__Aim of the exercise__. Reproduce the passage from the novel review word for word, starting at "The most striking" and continuing up to and including "Ida, and Benny.".

__Text section__.

++++++++++

What are the humanoids? At first they appear to be robots or cyborgs, but despite the uploads and updates, it turns out they’re not machines. Instead, according to one speaker, they were “hatched from a series of violet pods of biomaterial” in a lab back in Denmark. The speaker recounts tending to the ripening pods, talking to them and injecting them with “the good hormones” so that they would become attached to their human makers. But their origins link them to plants, insects, fungi—all the nonhuman life-forms whose procreative methods give the human crew members the creeps. Humans have programmed them with a limited set of emotions, some of which are as dysfunctional as the acculturation of human beings. (Ravn has written in the past about how ill-fitting she finds the received model of womanhood, which leads, as she told one interviewer, “to having a feeling of being synthetic or false.”) “All of us here are condemned to a dream of romantic love,” a humanoid complains, “even though no one I know loves in that way, or lives that kind of a life. Yet these are the dreams you’ve given us.”

The rebellion happens in the canteen, a violent event whose details are only alluded to. It results in one human death, and the humanoid who commits this murder tells the committee that it felt good to do it. “I’m a pomegranate ripe with moist seeds,” the humanoid continues, demonstrating an alignment with creatures that cluster and teem, “each seed a killing I’m going to carry out at some future time.” The infestation of the Six Thousand Ship is complete. Like any property owner confronted with a termite’s nest or rat droppings, the organization does what has to be done.

The most striking aspect of this weird, beautiful, and occasionally disgusting novel is not, as its subtitle implies, its portrayal of working life on the spaceship. Most of Ravn’s characters are too obsessively inward-looking to get up to much in the way of office politics or banter. Rather, it’s the objects themselves—impossible to visualize or fully imagine, so unlike any form of known life that not everyone on board the Six Thousand Ship is sure they’re alive at all. They are utterly alien, and yet for most of the crew members the objects are also comforting, even familiar. The organization has cataloged them with numbers, but the crew has given each one a name: peculiar names, like “the Reverse Strap-On” and “the Half-Naked Bean,” but also human ones, like Rachel, Ida, and Benny.

++++++++++

[Segmentation mask data]

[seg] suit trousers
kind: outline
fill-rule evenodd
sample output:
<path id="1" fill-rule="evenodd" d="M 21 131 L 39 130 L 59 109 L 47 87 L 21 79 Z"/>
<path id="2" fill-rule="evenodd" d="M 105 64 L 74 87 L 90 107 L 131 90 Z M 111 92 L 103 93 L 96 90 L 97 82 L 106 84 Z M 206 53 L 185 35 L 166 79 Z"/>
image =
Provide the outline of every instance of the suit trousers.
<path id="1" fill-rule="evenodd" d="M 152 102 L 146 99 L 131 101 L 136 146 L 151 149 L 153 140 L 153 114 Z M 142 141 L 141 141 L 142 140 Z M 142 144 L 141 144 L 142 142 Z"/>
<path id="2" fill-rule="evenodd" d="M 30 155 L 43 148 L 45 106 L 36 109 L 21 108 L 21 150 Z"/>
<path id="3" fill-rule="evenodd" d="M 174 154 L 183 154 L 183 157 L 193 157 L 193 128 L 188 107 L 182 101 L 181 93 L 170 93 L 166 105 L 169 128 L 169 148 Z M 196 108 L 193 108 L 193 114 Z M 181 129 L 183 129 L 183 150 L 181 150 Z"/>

++++++++++

__Your response__.
The most striking aspect of this weird, beautiful, and occasionally disgusting novel is not, as its subtitle implies, its portrayal of working life on the spaceship. Most of Ravn’s characters are too obsessively inward-looking to get up to much in the way of office politics or banter. Rather, it’s the objects themselves—impossible to visualize or fully imagine, so unlike any form of known life that not everyone on board the Six Thousand Ship is sure they’re alive at all. They are utterly alien, and yet for most of the crew members the objects are also comforting, even familiar. The organization has cataloged them with numbers, but the crew has given each one a name: peculiar names, like “the Reverse Strap-On” and “the Half-Naked Bean,” but also human ones, like Rachel, Ida, and Benny.